* _Challenge_:
Take the records below and extract, word for word, the lines from the one containing "Target: dental lamp" through the final line, inclusive. Omit pictures.

* _Supplied data_:
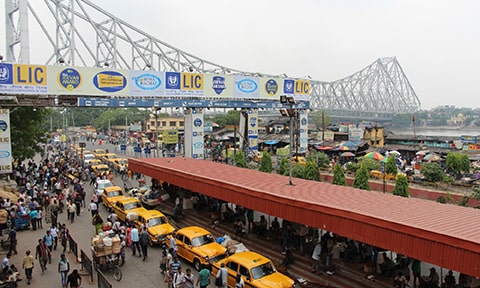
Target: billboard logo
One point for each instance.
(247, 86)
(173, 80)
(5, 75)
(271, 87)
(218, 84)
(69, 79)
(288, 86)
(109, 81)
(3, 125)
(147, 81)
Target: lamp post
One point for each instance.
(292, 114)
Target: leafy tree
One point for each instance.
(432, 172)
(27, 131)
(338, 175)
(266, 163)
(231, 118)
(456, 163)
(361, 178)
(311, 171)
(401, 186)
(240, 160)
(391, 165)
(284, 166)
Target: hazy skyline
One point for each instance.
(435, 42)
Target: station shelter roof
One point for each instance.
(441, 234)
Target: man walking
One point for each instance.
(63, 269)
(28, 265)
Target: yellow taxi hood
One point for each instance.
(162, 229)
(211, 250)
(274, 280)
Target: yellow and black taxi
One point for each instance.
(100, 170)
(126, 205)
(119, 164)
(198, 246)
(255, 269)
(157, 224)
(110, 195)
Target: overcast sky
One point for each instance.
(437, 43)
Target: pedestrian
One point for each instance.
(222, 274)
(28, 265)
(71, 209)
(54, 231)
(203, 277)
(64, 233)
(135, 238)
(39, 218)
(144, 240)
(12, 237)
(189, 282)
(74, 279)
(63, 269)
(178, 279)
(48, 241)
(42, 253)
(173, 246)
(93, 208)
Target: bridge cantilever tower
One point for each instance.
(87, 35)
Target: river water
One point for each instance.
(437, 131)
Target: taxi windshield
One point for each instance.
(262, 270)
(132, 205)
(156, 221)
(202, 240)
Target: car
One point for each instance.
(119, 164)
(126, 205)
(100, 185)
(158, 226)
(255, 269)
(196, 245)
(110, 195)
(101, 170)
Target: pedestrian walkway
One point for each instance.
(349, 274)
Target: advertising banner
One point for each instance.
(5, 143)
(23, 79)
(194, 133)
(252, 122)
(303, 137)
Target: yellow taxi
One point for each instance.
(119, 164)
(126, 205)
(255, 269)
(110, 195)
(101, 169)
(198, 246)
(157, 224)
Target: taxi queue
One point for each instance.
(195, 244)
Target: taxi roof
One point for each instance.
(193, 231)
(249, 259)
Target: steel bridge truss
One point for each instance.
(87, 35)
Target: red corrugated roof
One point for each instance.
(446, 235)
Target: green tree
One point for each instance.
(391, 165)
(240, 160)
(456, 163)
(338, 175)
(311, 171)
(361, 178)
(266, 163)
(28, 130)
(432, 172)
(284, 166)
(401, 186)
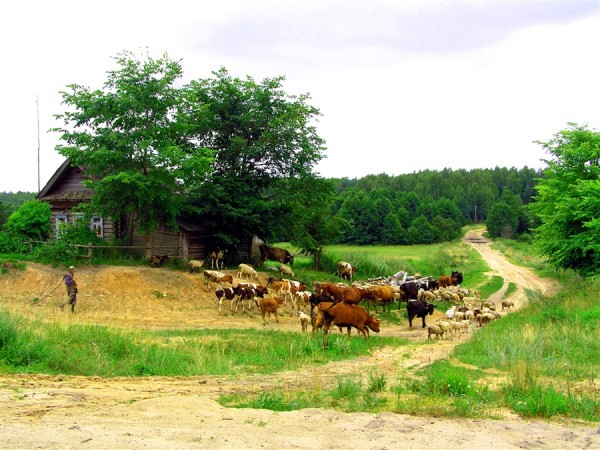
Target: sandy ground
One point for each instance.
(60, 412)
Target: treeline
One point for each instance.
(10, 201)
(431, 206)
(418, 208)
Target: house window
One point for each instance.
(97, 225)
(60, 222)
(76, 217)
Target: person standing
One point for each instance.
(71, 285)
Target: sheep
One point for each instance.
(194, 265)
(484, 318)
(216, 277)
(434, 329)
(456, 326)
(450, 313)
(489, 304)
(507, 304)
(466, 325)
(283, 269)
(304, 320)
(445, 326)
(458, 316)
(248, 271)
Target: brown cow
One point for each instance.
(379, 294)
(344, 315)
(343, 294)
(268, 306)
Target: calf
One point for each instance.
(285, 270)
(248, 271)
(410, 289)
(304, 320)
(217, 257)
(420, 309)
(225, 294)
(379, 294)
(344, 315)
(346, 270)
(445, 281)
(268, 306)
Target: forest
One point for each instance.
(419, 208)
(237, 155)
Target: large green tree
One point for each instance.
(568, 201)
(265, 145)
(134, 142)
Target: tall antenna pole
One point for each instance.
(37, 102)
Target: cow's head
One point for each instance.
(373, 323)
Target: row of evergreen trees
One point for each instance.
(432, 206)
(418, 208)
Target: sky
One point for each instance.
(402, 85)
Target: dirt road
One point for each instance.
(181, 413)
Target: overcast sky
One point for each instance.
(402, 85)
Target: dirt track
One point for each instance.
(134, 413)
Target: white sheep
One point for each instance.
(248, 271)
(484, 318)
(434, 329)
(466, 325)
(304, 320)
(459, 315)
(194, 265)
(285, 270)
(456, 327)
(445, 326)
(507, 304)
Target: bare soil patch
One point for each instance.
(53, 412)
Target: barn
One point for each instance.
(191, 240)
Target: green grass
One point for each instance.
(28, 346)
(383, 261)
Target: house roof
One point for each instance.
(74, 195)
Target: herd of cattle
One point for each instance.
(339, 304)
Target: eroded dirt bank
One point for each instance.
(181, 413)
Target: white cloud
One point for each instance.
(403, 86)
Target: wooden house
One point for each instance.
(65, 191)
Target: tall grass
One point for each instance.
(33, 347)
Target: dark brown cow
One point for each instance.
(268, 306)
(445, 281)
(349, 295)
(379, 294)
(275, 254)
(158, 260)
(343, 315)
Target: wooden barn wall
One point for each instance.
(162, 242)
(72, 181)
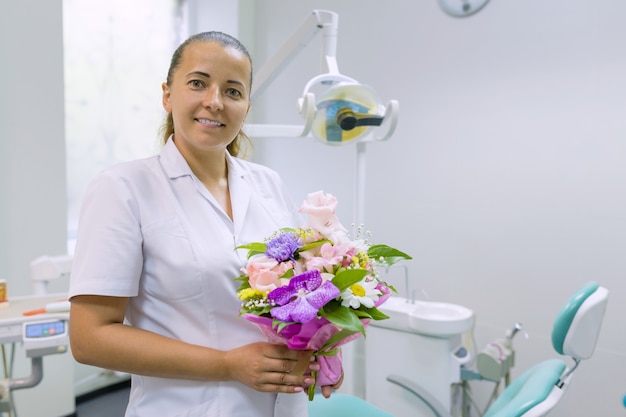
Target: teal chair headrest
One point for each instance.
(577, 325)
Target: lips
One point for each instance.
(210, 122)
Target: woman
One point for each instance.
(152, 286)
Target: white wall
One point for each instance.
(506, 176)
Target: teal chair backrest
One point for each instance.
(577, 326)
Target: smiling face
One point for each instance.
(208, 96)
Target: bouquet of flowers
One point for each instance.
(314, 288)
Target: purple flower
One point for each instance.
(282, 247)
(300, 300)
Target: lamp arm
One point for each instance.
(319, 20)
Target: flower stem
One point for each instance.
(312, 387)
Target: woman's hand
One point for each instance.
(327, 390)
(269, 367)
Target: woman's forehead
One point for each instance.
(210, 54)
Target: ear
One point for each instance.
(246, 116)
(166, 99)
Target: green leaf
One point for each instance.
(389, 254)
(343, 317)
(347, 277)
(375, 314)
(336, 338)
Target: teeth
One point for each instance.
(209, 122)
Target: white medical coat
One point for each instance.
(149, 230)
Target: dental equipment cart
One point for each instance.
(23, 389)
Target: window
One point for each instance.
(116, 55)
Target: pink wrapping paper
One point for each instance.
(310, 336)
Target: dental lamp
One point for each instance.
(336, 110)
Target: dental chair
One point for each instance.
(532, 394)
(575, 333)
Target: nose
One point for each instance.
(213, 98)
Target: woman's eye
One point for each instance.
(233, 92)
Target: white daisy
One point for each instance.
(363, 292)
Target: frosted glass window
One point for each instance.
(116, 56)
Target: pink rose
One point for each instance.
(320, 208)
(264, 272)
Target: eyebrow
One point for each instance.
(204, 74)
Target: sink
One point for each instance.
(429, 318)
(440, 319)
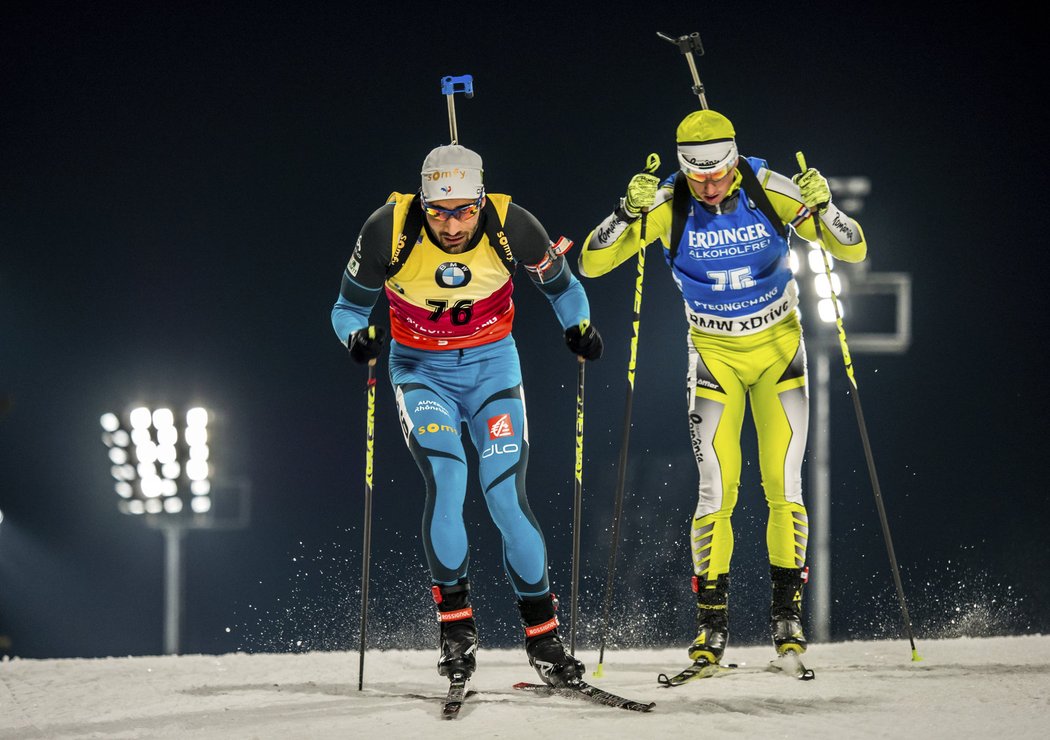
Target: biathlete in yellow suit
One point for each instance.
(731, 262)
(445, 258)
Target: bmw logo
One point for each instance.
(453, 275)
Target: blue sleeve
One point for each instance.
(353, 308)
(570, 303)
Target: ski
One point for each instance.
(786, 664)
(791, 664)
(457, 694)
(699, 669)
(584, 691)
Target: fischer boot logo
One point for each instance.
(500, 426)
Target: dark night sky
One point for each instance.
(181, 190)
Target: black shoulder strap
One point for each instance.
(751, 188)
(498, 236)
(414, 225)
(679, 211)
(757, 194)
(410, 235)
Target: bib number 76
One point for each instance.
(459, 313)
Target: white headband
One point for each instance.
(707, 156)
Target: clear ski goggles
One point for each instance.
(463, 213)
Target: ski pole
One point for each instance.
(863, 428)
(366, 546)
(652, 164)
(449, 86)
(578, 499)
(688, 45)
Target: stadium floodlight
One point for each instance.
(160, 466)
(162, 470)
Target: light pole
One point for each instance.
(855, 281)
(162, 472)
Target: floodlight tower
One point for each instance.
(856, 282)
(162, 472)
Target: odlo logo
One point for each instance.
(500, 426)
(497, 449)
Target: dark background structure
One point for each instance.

* _Correct result_:
Target: dental lamp
One point for each instance.
(336, 110)
Target: dental chair
One point for each instance.
(532, 394)
(575, 333)
Target: nose
One point for each instance.
(213, 98)
Target: woman's eye
One point for each instance.
(233, 92)
Target: white daisy
One point for each instance.
(363, 292)
Target: frosted glass window
One point for each instance.
(116, 56)
Target: pink rose
One point for each instance.
(320, 208)
(264, 272)
Target: eyebrow
One point for each instance.
(204, 74)
Target: sink
One point for each instance.
(429, 318)
(440, 319)
Target: biathlete in yellow suit
One point for each instance.
(731, 262)
(445, 258)
Target: bmw logo
One point for each instance.
(453, 275)
Target: blue sleeve
One point for each instance.
(353, 308)
(570, 303)
Target: ski
One point for each instance.
(786, 664)
(791, 664)
(457, 694)
(699, 669)
(584, 691)
Target: fischer boot logo
One point for each instance.
(500, 426)
Target: dark night sky
One point for each instance.
(181, 190)
Target: black shoulder strap
One point for each instance.
(751, 188)
(498, 236)
(414, 225)
(679, 211)
(757, 194)
(410, 235)
Target: bib number 76
One point for each instance.
(459, 313)
Target: white headband
One point for each instance.
(707, 156)
Target: clear ski goggles
One point for each instance.
(463, 213)
Target: ski pole
One point for each instance.
(863, 428)
(366, 546)
(652, 164)
(449, 86)
(578, 499)
(688, 45)
Target: stadium floodlight
One point for each instance.
(160, 466)
(162, 470)
Target: light pole
One point for each instance.
(855, 281)
(162, 472)
Target: floodlight tower
One point for each instance.
(856, 282)
(162, 472)
Target: odlo logo
One point for each instance.
(500, 426)
(497, 449)
Target: dark background structure
One point for each instance.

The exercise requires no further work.